• **WHAT TO WORK ON**
**a)** From the text on electrical power distribution below, name every type of assembly that it says controls and distributes electrical power.
**b)** For each statement, decide whether it agrees with the text on electrical power distribution below. Answer yes or no and quote the deciding words.
(i) A fuse can be reset after it operates.
(ii) An MCB has a rated current of not more than 100 A.
(iii) The trip current of an MCCB can never be adjusted.
**c)** Write a continuation of the text on electrical power distribution below, starting after its final sentence.

• **TEXT**
= = = = =

Electrical Power Distribution and Control

Electrical power is controlled and distributed by assemblies. Each assembly-main distribution assembly, power controller assembly, load controller assembly and motor controller assembly-is an electrical equipment container or box.

Circuit breakers

A circuit breaker is an automatically-operated electrical switch designed to protect an electrical circuit from damage caused by overload or short circuit. Its basic function is to detect a fault condition and, by interrupting continuity, to immediately discontinue electrical flow. Unlike a fuse, which operates once and then has to be replaced, a circuit breaker can be reset (either manually or automatically) to resume normal operation. Circuit breakers are made in varying sizes, from small devices that protect an individual household appliance up to large switchgear designed to protect high voltage circuits feeding an entire city.

 Low voltage circuit breakers for control supply

Low voltage (less than 1000 VAC) types are common in domestic, commercial and industrial application, include:

• MCB (Miniature Circuit Breaker)—rated current not more than 100 A. Trip characteristics normally not adjustable. Thermal or thermal-magnetic operation. Breakers illustrated above are in this category.

• MCCB (Molded Case Circuit Breaker)—rated current up to 2500 A. Thermal or thermal-magnetic operation. Trip current may be adjustable in larger ratings.

• Low voltage power circuit breakers can be mounted in multi-tiers in LV switchboards or switchgear cabinets.

= = = = =

• **RECORD EXTRACTS**
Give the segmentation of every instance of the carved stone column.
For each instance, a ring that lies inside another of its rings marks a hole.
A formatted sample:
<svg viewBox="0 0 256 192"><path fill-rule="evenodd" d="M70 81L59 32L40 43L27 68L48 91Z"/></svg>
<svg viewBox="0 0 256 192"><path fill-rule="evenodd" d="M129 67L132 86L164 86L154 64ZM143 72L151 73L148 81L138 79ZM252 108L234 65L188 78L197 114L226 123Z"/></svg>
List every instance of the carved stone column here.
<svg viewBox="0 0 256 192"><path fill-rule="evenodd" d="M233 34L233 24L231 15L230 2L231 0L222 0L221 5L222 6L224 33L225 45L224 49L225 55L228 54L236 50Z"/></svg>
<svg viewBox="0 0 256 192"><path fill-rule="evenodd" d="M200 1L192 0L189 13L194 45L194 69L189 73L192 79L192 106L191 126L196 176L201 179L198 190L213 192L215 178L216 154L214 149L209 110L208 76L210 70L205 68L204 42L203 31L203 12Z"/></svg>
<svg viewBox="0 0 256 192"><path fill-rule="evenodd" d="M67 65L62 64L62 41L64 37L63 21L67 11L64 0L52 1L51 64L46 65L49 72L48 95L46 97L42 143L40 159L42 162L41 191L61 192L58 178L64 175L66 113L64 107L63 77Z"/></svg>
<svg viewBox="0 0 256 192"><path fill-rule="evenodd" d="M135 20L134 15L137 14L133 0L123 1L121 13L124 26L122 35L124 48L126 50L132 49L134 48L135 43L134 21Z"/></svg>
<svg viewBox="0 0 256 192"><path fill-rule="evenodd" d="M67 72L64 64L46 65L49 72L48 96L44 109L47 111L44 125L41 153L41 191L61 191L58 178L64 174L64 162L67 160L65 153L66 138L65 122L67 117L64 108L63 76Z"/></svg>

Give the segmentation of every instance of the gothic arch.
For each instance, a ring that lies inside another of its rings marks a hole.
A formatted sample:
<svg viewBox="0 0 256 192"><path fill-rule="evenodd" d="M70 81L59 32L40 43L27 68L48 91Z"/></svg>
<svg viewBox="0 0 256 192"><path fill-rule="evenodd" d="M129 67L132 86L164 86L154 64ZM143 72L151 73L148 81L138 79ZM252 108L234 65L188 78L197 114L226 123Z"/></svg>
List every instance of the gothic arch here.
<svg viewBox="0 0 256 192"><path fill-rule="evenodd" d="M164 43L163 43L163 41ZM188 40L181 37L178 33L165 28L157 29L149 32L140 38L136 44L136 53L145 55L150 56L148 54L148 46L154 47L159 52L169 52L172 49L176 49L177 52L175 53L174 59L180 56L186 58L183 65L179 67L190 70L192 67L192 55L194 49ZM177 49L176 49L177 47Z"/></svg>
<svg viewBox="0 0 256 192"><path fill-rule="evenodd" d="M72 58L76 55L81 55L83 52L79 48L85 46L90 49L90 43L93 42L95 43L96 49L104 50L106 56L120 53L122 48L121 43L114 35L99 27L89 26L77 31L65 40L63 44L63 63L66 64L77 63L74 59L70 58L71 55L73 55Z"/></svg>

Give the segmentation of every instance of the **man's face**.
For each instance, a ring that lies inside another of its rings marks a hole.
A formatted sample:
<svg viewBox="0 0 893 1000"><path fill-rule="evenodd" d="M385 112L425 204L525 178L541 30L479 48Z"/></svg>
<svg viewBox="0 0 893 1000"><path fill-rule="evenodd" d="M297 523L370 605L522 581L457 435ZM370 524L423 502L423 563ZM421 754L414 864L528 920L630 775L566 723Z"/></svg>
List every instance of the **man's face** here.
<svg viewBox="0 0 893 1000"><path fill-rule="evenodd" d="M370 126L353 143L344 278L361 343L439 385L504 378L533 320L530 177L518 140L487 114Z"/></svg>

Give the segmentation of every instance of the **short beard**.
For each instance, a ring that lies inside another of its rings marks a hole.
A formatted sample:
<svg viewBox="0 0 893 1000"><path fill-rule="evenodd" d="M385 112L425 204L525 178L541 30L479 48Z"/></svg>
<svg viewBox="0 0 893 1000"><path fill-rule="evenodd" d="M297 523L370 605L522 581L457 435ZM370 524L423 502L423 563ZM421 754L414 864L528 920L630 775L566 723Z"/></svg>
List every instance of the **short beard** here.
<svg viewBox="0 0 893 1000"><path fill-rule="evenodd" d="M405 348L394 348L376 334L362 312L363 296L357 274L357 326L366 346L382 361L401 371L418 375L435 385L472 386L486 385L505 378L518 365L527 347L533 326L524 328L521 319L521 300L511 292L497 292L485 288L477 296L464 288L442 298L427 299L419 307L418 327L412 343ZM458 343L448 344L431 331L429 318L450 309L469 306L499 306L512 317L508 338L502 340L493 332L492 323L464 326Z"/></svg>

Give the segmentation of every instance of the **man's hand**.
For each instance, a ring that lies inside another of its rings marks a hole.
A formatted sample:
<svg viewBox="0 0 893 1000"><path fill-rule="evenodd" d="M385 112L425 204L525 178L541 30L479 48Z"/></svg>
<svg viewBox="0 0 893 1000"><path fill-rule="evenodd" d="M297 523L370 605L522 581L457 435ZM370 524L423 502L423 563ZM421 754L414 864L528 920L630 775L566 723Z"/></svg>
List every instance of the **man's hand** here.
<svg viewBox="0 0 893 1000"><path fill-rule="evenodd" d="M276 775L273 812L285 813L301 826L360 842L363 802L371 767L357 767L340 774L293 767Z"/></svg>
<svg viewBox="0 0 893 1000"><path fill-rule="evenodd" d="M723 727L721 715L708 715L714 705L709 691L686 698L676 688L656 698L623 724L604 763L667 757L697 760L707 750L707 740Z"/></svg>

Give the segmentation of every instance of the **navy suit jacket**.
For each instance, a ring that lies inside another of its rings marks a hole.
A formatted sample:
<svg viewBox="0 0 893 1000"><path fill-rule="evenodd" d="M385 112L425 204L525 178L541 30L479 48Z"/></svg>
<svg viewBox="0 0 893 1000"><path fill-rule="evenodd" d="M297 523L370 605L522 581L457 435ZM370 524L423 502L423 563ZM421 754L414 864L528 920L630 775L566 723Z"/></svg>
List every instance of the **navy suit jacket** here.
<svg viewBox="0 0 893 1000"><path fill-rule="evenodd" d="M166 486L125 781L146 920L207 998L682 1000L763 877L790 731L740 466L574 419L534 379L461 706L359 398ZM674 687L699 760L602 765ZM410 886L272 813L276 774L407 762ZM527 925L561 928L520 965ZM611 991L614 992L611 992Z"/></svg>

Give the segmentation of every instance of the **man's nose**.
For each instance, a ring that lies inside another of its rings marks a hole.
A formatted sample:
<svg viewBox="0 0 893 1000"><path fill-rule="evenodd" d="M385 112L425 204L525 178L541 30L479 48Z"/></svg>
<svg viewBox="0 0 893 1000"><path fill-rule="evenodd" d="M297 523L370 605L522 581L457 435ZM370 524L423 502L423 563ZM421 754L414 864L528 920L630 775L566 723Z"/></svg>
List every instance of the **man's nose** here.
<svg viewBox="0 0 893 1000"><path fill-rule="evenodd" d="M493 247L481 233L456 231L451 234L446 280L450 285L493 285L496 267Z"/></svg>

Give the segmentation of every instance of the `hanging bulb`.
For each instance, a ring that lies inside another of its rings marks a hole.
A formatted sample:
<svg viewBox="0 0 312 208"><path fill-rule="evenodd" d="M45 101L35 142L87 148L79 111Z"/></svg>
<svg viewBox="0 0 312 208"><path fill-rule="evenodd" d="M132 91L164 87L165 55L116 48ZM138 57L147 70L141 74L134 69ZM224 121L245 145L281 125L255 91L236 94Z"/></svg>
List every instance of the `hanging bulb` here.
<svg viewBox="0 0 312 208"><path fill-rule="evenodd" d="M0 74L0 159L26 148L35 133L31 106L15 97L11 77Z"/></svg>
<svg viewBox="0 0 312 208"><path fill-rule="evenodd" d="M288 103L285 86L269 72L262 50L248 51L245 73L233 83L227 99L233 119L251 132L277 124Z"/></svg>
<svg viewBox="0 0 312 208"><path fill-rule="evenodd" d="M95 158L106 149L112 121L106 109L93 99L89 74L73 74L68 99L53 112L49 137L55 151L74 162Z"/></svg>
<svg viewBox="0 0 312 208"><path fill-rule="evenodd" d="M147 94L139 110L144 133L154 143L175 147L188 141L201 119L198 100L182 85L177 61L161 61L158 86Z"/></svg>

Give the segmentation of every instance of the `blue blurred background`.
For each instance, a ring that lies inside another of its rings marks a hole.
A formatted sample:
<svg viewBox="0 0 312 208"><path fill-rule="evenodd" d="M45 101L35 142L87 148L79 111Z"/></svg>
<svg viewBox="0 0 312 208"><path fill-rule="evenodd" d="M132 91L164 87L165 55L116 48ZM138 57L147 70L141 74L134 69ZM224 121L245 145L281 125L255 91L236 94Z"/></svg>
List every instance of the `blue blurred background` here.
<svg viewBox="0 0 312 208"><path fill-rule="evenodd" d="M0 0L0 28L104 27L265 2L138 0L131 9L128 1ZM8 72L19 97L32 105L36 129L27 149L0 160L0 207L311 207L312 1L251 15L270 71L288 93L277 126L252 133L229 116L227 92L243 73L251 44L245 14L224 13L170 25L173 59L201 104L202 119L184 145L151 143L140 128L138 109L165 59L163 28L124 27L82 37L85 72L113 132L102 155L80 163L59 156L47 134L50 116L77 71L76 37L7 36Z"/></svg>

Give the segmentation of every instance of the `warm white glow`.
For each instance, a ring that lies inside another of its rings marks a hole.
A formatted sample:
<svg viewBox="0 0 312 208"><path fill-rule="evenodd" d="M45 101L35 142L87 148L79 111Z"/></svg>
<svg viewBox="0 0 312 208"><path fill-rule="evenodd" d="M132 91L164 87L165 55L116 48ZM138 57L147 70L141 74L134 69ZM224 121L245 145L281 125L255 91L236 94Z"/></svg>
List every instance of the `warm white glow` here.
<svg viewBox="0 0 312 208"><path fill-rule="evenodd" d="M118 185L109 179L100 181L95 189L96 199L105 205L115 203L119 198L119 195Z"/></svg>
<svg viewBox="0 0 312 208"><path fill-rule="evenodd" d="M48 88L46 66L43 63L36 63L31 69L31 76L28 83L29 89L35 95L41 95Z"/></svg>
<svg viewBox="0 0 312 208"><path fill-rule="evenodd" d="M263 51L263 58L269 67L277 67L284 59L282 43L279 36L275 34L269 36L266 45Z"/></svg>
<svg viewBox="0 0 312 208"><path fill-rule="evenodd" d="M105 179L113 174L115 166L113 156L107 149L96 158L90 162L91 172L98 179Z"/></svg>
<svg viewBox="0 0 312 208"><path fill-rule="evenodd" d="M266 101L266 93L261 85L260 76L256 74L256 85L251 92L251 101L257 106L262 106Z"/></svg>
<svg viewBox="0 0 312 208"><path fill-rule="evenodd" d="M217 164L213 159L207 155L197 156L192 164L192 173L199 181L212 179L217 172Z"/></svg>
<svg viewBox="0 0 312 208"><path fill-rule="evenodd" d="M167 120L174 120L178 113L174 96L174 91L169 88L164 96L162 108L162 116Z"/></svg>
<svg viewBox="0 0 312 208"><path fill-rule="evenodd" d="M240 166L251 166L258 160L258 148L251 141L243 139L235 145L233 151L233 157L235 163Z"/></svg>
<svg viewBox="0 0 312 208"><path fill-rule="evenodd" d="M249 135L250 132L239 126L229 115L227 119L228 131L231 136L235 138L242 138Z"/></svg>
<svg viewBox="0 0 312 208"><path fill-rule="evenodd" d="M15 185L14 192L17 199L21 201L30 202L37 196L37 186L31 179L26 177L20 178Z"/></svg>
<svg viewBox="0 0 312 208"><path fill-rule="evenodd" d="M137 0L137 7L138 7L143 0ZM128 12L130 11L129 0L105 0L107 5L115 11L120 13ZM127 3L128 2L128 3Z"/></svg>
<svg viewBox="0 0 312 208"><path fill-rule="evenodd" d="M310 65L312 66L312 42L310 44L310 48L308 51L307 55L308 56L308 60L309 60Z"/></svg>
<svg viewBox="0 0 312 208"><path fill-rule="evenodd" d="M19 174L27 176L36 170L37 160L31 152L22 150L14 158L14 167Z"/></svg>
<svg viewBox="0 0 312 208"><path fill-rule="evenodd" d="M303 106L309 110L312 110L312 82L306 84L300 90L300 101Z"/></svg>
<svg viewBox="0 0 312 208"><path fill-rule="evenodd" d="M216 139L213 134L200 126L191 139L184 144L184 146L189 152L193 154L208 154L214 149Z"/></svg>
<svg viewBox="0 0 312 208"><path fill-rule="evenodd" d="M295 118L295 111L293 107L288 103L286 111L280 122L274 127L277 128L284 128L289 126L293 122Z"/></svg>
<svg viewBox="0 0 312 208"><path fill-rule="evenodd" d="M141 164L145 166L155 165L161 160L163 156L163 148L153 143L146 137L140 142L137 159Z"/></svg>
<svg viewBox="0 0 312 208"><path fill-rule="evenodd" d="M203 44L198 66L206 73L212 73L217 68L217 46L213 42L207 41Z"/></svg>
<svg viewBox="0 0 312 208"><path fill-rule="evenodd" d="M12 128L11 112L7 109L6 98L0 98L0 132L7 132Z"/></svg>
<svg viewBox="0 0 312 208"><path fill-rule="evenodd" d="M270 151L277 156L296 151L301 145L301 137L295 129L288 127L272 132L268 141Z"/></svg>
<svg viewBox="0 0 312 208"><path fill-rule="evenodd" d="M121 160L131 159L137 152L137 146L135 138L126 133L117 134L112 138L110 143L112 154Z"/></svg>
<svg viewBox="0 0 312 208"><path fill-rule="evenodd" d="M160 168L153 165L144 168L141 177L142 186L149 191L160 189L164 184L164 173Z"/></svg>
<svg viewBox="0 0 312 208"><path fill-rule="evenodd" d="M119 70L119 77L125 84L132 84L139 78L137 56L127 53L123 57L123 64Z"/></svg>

= = = = =

• **TASK-BY-TASK RESULTS**
**a)**
- Main distribution assembly
- Power controller assembly
- Load controller assembly
- Motor controller assembly

**b)**
(i) No: "Unlike a fuse, which operates once and then has to be replaced, a circuit breaker can be reset"
(ii) Yes: "rated current not more than 100 A"
(iii) No: "Trip current may be adjustable in larger ratings."

**c)**
Medium-voltage circuit breakers for Generator output

 Front panel of a 1250 A air circuit breaker
manufactured by ABB. This low voltage power circuit
breaker can be withdrawn from its housing for
servicing. Trip characteristics are configurable via DIP
switches on the front panel.

Medium-voltage circuit breakers rated between 1 and 72 kV may be assembled into metal-enclosed switchgear line ups for indoor use, or may be individual components installed outdoors in a substation. Air-break circuit breakers replaced oil-filled units for indoor applications, but are now themselves being replaced by vacuum circuit breakers (up to about 35 kV). Like the high voltage circuit breakers described below, these are also operated by current sensing protective relays operated through current transformers. The characteristics of MV breakers are given by international standards such as IEC 62271. Medium-voltage circuit breakers nearly always use separate current sensors and protection relays, instead of relying on built-in thermal or magnetic overcurrent sensors.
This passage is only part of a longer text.